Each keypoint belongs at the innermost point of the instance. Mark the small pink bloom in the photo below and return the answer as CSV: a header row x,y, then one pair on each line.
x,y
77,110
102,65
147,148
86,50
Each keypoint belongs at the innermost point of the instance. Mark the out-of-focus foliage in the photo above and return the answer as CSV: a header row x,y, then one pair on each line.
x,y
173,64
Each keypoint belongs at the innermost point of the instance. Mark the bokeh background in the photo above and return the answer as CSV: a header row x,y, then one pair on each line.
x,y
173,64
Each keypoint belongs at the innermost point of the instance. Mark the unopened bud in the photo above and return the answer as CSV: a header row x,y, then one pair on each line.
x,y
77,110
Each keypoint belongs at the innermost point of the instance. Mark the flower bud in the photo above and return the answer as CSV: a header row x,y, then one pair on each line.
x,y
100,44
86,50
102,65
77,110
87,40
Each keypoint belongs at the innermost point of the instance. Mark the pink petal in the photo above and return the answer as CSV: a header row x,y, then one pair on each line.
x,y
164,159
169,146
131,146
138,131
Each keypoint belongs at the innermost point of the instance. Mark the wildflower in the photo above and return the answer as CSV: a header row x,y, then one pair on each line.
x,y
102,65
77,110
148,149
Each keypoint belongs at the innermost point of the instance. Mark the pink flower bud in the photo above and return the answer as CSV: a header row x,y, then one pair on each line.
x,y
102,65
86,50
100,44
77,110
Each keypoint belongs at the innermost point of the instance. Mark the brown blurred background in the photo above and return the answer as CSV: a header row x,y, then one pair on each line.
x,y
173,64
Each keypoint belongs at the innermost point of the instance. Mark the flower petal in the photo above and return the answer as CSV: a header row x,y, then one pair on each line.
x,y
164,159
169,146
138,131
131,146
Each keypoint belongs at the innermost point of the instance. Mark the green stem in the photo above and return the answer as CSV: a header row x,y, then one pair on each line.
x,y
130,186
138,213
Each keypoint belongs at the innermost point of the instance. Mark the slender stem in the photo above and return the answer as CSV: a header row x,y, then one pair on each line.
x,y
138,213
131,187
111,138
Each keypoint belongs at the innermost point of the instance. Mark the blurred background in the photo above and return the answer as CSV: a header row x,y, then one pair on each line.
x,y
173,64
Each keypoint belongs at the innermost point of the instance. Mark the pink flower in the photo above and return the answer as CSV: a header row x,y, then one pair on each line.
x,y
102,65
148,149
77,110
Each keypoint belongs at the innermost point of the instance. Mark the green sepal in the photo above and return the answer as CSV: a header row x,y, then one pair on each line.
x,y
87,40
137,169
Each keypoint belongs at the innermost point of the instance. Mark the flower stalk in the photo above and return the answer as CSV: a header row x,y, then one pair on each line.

☆ ☆ ☆ ☆ ☆

ABOUT THIS EXERCISE. Nothing should be left out: copy the material exactly.

SOLUTION.
Each keypoint belongs at the innermost point of the instance. Mark the small pink bloom in the photo below and return the answer as CSV: a header row x,y, then one pair on each line.
x,y
77,110
102,65
147,148
86,50
Each keypoint belongs at the innermost point of the instance. Mark the out-of-focus foliage in the photo above and return the answer as CSV: a header row x,y, then one pair on each line.
x,y
173,64
Each keypoint belongs at the innermost point of the instance. Mark the bokeh background in the photo above and return the answer as CSV: a header row x,y, then one pair on each line.
x,y
173,64
Each keypoint belongs at the innermost point of the instance. Mark the unopened bud in the photo above and return the answer as CSV: a header row x,y, then one pair on each line.
x,y
77,110
Each keypoint belongs at the innermost point of the instance. Mark the flower bud in the photo above and return the answer as CSV: a header row x,y, then one pair on each line.
x,y
100,44
86,50
102,65
77,110
87,40
Each keypoint belongs at the innermost point of the instance. Mark the pink petal in the photo above and return the answer as CSV: a header row x,y, then one pair on each line.
x,y
164,159
169,146
131,146
138,131
Each keypoint belongs at the innermost point of the instance. Mark the wildflower in the photo above and return the answer as CSV: a header row x,y, then one pair on each line.
x,y
102,65
77,110
148,149
Each keypoint belongs at the innermost point of the instance. Mark the pink flower bud in the photo above and return the answer as CSV: a header row x,y, then one pair on each line.
x,y
102,65
86,50
100,44
77,110
Each keypoint belongs at the innermost point of the instance. Mark the brown blurred background in the photo above and return the answer as CSV: a header row x,y, then one pair on each line.
x,y
173,64
Each keypoint belongs at the innermost point of the instance. Mark the flower petal in the photo above and return the answer as CSV: a header row x,y, then one pair on each line.
x,y
164,159
169,146
138,131
131,146
Each keypoint belongs at the innermost point of the instance. Mark the green stem in the photo above and return the answer as CSV: a header row x,y, then one pair on each line.
x,y
130,186
138,213
Each keypoint belongs at the innermost point of the instance. Mark the slender stem in the photo above and return the answer as CSV: a header row x,y, then one pair on each line.
x,y
138,213
131,187
111,138
Each keypoint belongs at the innermost point of the instance. Mark the blurred background in the photo above and return the answer as CSV: a header row x,y, then one pair on each line.
x,y
173,64
Each keypoint belongs at the innermost point of the instance. Mark the pink flower in the photo above and return the answer as CSV: a header row x,y, then one pair on each line.
x,y
102,65
148,149
77,110
Each keypoint belongs at the innermost point of the instance. Mark the green sepal in the photo above and return the answer as CSV: a header row x,y, then one pair on each line.
x,y
87,40
137,169
Each keypoint belongs at the innermost point of the instance. Mark the flower stalk in the photo above and return the answer as CSV: a header row x,y, then one pair on each line.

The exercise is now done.